Beginning at the line that contains "point_to MUST place one pin on each instance of the bokeh", transcribe the remaining lines of the listing exactly; include the final line and omit everything before.

Object pointing dataset rows
---

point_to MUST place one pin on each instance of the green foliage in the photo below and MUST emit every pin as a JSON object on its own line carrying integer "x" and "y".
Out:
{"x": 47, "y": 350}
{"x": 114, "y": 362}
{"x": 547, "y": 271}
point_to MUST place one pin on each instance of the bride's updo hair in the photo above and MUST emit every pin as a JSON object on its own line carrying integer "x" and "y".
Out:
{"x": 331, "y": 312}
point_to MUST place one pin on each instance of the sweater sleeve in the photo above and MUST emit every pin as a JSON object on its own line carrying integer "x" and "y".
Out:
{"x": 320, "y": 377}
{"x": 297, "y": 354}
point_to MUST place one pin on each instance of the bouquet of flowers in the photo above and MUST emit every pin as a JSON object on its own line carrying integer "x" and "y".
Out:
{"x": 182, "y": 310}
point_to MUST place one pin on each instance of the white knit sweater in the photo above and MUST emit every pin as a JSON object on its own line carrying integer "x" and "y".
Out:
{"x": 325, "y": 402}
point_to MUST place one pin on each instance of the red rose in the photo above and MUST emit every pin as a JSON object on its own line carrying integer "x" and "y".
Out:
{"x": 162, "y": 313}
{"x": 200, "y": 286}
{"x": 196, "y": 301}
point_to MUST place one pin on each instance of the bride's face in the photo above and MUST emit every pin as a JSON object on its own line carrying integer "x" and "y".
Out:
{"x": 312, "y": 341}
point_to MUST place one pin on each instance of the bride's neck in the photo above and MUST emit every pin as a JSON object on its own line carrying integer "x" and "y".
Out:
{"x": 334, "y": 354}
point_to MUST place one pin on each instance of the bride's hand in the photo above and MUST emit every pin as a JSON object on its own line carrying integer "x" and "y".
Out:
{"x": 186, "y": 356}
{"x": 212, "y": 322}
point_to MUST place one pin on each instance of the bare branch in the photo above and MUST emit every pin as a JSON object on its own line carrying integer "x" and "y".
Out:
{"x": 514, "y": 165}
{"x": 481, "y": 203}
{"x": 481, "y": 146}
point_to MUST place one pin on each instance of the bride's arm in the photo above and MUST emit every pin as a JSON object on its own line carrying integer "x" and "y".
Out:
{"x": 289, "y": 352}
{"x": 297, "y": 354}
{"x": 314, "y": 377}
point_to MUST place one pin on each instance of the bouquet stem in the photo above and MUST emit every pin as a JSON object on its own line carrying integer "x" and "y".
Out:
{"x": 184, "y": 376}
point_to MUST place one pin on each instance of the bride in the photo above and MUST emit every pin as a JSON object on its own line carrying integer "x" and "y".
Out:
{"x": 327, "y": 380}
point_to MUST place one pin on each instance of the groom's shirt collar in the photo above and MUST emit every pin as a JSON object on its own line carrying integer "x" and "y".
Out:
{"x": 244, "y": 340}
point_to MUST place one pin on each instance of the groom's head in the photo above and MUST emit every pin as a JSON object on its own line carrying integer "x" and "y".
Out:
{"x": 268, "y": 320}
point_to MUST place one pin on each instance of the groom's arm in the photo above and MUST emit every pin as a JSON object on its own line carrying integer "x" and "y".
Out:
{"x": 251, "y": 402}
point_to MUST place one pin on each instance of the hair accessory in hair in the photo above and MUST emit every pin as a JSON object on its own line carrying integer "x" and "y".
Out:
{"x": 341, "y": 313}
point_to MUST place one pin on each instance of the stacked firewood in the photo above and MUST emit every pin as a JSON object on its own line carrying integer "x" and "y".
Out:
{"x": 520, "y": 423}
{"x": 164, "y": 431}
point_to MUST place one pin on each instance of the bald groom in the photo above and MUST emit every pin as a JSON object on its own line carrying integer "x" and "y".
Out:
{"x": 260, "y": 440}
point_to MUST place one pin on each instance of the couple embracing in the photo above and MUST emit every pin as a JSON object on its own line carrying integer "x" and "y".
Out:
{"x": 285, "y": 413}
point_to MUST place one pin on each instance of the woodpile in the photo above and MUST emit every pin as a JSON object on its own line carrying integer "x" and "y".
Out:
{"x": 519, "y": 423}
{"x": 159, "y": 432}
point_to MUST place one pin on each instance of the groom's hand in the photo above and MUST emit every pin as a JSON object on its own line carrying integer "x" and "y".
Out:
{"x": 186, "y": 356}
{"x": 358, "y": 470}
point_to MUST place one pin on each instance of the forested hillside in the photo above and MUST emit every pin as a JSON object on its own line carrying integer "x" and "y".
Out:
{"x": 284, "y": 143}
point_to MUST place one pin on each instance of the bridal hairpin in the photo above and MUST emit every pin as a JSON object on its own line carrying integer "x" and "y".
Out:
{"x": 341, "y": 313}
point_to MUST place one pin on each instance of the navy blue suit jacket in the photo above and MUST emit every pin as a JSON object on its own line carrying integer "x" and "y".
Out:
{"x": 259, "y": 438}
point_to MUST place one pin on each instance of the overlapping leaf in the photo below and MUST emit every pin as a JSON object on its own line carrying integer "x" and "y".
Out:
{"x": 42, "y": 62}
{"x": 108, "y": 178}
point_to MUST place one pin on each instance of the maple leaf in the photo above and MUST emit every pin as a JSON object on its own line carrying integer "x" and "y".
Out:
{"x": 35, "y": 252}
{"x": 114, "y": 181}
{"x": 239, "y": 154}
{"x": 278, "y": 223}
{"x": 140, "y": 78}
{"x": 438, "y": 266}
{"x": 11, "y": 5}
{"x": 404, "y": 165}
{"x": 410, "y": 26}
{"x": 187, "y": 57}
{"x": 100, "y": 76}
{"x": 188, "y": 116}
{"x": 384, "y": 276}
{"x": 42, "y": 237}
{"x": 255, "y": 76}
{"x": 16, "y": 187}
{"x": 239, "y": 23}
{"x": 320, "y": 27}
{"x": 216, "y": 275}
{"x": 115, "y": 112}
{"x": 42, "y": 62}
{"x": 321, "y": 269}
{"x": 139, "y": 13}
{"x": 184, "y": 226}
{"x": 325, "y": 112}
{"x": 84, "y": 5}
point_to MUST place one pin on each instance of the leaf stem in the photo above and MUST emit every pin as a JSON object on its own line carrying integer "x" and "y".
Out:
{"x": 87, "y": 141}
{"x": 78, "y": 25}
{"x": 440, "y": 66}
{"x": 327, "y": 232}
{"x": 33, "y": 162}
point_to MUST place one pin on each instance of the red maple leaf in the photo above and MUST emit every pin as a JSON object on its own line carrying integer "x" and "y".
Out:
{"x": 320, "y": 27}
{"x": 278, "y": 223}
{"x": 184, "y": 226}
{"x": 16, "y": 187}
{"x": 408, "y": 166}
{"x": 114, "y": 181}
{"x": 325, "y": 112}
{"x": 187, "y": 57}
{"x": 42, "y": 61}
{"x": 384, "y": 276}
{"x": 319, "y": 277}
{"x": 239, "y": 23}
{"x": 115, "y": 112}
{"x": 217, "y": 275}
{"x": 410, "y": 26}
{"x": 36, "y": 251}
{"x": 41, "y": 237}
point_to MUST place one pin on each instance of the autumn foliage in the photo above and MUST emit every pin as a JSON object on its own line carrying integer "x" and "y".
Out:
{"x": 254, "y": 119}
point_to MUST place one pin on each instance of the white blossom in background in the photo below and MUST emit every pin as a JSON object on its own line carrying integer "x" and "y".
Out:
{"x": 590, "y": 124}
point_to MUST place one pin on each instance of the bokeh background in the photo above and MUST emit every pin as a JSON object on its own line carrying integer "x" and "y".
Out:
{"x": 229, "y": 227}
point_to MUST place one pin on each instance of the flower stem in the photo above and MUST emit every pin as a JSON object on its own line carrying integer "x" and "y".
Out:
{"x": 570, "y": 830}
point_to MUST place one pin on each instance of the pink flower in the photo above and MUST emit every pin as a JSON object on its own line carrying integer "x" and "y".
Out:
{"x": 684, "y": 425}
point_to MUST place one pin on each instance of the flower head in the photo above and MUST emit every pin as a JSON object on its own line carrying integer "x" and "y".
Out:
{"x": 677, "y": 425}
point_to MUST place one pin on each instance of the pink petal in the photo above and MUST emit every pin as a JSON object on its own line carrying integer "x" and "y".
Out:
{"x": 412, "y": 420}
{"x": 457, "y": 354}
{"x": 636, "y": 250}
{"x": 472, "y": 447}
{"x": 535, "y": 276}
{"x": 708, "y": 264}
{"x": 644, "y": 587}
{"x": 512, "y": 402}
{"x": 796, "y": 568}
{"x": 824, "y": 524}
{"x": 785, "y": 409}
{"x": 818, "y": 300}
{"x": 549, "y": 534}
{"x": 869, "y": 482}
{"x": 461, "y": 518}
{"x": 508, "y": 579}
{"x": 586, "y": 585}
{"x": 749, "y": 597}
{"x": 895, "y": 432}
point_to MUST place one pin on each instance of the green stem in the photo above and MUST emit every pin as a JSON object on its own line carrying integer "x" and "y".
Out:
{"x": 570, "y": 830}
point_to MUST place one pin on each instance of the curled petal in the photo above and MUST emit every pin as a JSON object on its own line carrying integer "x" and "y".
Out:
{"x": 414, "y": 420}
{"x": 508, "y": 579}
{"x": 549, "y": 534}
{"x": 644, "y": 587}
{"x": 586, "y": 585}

---

Finished answer:
point_to MUST place one pin on each instance of the bokeh background in the photo above and MUST emit every pin as a JSON object on its own line carrying integer "x" and "y".
Out:
{"x": 229, "y": 227}
point_to MUST place one pin on each instance of the flower stem in the photo above and MUST emit every pin as a JSON object on its own line carrying integer "x" and "y".
Out:
{"x": 570, "y": 830}
point_to MUST place one pin on each instance of the pink flower in the photo above and MUST emit every pin as a JSON object on its own line carrying integer "x" and "y".
Out:
{"x": 684, "y": 425}
point_to MUST place one pin on each instance of the flower head in the photo above and MUST emit every pin as a JSON object on its own line carrying integer "x" and "y".
Out:
{"x": 677, "y": 425}
point_to MUST place one pin on each instance of the pink petal in the photo above and MUST emit every pin as a JSON object on its own line carrying integer "x" and "y".
Out:
{"x": 412, "y": 420}
{"x": 457, "y": 354}
{"x": 636, "y": 250}
{"x": 472, "y": 447}
{"x": 535, "y": 276}
{"x": 708, "y": 264}
{"x": 644, "y": 587}
{"x": 512, "y": 402}
{"x": 796, "y": 568}
{"x": 824, "y": 524}
{"x": 785, "y": 409}
{"x": 818, "y": 300}
{"x": 549, "y": 534}
{"x": 869, "y": 482}
{"x": 461, "y": 518}
{"x": 508, "y": 579}
{"x": 586, "y": 585}
{"x": 749, "y": 597}
{"x": 895, "y": 432}
point_to MUST place one pin on each instance of the green stem in the photo above and MUST emit every pin as a JSON object on its own line carrying integer "x" and "y".
Out:
{"x": 570, "y": 830}
point_to MUST place one pin on each instance of the curled petal in the photo above and MUST emit every pin as a JSON object on its own line carrying integer "x" and "y".
Out:
{"x": 414, "y": 420}
{"x": 508, "y": 579}
{"x": 549, "y": 534}
{"x": 644, "y": 587}
{"x": 586, "y": 585}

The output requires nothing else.